• Aim: Find each line in the records below that contains the string "Query" and copy it out. The match is case-sensitive.

*-*-*

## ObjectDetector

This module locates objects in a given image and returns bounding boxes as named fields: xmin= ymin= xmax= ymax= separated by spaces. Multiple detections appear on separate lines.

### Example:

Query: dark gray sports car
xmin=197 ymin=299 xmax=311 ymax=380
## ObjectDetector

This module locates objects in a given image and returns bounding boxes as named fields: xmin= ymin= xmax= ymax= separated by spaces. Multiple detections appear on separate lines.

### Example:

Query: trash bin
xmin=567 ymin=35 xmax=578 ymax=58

*-*-*

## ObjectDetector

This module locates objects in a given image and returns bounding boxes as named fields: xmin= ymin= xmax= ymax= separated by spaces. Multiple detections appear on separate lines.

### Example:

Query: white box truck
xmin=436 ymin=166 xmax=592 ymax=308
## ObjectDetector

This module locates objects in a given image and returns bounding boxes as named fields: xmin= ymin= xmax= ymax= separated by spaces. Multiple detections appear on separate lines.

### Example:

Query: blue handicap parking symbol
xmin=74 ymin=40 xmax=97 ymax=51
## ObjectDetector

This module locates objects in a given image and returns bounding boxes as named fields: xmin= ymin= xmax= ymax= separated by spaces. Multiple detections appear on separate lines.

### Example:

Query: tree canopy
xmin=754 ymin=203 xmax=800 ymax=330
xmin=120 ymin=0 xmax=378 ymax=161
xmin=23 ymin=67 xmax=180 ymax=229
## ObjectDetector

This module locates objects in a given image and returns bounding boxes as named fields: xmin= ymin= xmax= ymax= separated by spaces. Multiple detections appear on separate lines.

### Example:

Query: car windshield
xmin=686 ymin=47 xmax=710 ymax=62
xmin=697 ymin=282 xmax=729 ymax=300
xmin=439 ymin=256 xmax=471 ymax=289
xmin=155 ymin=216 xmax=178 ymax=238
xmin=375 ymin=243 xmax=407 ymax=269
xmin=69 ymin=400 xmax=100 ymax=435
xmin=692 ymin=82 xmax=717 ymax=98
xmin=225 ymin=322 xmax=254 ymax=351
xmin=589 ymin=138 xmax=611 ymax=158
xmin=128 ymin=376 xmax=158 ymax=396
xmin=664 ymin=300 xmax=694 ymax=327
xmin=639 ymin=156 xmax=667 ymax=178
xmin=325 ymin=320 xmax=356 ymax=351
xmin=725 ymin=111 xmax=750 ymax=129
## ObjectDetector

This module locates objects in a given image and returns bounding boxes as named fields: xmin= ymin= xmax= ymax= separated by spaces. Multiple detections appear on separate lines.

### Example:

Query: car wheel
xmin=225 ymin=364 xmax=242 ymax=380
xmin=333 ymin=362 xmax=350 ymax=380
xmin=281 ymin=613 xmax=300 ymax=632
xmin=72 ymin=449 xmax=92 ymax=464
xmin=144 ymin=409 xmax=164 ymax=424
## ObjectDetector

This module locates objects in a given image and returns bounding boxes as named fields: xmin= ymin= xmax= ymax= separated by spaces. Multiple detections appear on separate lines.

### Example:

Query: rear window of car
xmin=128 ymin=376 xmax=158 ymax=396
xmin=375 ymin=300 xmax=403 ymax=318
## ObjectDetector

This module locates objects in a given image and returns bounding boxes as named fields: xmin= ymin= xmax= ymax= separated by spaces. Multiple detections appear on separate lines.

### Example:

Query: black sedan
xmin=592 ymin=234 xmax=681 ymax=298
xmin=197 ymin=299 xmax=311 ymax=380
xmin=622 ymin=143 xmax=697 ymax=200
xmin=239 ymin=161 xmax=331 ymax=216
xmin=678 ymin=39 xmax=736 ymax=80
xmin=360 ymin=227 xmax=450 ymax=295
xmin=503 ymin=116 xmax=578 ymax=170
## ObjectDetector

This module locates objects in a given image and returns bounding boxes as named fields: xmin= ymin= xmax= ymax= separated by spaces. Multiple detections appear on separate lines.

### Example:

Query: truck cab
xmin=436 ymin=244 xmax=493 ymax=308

*-*-*

• Exercise result:
Query: dark gray sports car
Query: trash bin
Query: white box truck
Query: blue handicap parking symbol
Query: tree canopy
Query: car windshield
Query: car wheel
Query: rear window of car
Query: black sedan
Query: truck cab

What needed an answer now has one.